──────── Records to use

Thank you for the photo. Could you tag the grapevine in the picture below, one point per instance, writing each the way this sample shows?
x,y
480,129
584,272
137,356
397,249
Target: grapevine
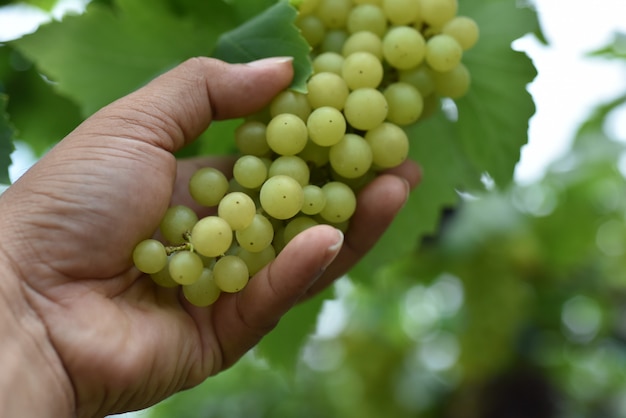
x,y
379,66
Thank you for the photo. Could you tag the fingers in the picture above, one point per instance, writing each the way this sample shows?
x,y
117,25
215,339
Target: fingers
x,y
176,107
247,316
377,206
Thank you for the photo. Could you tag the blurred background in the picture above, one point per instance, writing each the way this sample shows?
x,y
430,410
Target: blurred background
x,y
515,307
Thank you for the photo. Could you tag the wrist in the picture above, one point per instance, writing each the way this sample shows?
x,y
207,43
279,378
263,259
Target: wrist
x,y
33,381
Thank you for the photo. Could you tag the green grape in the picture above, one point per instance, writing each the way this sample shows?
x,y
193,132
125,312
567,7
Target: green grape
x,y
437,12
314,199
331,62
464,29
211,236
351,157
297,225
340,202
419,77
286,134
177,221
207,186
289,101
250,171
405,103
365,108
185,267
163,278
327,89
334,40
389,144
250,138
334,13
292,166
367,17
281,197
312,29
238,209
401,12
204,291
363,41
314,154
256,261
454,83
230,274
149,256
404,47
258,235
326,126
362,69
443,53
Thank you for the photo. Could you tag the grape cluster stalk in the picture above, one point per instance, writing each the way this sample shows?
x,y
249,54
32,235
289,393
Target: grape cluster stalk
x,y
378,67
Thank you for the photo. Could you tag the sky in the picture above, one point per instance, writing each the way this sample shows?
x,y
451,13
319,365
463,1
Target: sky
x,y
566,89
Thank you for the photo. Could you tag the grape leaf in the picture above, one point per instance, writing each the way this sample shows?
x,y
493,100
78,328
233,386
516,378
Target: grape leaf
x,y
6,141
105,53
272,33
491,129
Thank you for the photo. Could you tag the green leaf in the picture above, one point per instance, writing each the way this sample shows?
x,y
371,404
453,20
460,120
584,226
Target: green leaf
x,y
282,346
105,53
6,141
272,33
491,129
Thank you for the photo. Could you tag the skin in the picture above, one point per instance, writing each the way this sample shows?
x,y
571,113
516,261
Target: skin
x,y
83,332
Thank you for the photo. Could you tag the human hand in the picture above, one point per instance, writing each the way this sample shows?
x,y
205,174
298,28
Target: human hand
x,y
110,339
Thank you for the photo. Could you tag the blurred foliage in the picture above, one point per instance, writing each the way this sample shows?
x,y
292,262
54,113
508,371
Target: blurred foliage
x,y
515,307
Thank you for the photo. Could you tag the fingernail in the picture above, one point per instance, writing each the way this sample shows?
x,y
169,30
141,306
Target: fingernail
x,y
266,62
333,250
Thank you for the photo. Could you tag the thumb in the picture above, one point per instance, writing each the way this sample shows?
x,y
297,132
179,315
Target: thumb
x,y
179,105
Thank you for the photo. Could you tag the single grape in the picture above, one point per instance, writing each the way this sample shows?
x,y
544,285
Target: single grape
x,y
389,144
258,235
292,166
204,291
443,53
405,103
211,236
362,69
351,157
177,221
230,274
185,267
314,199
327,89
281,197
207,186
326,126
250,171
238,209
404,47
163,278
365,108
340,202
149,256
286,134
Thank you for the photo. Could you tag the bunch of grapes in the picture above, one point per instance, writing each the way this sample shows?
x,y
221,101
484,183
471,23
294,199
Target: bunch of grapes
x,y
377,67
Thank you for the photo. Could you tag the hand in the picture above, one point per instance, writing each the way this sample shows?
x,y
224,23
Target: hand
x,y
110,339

────────────────
──────── Records to use

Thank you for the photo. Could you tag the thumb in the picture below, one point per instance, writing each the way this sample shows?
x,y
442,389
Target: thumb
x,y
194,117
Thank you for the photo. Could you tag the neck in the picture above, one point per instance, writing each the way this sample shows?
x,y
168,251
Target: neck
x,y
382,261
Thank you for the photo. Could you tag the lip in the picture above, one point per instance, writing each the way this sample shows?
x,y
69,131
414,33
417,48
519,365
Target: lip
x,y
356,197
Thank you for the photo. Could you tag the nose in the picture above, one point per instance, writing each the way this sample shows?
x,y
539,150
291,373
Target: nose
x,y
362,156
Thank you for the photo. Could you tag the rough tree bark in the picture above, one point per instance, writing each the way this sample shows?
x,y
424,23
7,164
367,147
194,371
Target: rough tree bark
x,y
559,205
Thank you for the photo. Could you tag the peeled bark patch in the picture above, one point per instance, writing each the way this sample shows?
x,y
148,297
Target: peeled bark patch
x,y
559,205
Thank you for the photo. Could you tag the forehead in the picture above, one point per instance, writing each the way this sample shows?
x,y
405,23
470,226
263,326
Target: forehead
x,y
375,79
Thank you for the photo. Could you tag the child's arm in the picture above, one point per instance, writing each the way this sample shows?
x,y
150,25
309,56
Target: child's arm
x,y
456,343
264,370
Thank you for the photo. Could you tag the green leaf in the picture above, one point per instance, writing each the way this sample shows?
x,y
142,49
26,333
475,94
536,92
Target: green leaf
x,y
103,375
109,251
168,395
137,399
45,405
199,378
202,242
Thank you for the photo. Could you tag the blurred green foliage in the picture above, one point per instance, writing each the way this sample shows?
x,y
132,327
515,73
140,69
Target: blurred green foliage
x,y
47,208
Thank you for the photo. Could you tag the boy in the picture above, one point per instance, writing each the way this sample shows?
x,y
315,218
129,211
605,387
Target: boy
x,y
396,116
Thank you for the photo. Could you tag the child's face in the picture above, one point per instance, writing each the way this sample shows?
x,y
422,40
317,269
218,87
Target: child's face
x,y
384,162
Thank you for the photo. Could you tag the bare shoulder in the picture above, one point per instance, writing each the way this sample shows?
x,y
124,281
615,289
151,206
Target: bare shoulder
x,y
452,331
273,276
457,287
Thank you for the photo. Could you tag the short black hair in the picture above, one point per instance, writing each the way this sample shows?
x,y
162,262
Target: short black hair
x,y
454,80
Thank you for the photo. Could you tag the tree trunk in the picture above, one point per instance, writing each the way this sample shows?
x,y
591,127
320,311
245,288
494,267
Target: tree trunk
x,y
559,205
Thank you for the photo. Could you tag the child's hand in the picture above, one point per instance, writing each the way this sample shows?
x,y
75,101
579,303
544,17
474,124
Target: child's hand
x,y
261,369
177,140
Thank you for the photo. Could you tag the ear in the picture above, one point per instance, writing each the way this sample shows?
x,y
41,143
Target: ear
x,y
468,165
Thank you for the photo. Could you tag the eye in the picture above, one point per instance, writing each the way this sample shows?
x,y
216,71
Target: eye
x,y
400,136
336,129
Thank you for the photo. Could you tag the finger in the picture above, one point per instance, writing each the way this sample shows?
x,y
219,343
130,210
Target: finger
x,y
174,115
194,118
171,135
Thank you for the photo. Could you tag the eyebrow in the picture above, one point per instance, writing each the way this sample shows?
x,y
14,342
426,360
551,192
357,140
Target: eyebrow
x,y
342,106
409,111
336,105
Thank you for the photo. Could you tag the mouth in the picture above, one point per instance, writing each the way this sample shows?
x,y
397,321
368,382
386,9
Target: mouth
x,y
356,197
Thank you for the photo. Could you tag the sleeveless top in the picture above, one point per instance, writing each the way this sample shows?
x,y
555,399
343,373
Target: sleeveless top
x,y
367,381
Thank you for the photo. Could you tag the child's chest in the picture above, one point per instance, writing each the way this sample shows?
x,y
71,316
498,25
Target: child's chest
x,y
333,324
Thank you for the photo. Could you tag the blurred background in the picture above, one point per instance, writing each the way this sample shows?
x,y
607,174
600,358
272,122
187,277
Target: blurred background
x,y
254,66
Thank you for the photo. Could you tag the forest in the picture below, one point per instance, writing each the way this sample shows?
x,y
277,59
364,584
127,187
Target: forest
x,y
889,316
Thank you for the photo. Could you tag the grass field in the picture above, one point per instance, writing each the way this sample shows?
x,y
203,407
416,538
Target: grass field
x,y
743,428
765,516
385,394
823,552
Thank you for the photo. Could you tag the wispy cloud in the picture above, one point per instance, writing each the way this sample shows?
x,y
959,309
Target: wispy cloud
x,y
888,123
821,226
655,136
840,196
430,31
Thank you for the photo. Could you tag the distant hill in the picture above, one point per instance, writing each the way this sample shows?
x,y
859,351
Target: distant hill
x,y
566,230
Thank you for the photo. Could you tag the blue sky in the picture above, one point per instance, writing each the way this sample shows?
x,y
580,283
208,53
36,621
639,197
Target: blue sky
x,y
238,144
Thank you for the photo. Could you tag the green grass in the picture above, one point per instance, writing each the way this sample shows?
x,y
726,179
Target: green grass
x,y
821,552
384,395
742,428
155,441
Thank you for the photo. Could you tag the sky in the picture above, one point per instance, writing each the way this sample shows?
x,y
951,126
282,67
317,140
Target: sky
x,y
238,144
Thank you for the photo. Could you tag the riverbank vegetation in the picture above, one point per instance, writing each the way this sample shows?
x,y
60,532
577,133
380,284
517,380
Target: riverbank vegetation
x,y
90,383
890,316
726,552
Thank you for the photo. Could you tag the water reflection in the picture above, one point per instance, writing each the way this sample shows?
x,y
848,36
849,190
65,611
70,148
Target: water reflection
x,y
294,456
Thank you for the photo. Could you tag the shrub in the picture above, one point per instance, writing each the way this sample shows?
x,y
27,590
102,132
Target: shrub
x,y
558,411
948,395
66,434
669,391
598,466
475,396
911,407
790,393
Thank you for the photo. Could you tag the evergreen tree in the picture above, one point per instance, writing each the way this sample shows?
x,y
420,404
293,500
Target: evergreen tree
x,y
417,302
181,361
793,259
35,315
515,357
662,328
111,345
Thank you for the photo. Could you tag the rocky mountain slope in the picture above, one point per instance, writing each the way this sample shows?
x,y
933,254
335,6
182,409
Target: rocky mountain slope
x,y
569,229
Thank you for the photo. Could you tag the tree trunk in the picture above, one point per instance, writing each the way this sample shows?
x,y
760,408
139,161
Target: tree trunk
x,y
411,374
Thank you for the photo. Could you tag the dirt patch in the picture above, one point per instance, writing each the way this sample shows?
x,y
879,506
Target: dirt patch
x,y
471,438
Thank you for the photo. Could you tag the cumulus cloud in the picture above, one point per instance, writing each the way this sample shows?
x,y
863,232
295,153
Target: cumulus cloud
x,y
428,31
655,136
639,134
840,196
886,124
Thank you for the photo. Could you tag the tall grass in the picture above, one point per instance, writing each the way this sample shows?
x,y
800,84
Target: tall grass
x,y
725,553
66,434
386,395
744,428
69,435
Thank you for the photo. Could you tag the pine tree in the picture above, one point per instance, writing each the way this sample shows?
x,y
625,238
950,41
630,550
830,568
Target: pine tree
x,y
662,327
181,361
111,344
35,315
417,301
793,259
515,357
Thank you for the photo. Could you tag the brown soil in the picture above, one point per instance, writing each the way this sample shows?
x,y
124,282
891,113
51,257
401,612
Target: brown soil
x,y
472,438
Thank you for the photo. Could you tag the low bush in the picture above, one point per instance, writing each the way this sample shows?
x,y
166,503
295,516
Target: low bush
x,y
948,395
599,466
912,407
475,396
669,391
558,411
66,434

────────────────

◆ Problem description:
Gather every line in the rows above that contains the string "thumb", matching case exactly, and copy each one out in full.

◆ Output of the task:
Thank you for the photo. Could you tag the thumb in the picture above, one point per instance, writing each the way this sample shows?
Target: thumb
Thank you for the photo. Could you tag the thumb in the picture below, one point per instance, writing each the way this sample shows?
Target: thumb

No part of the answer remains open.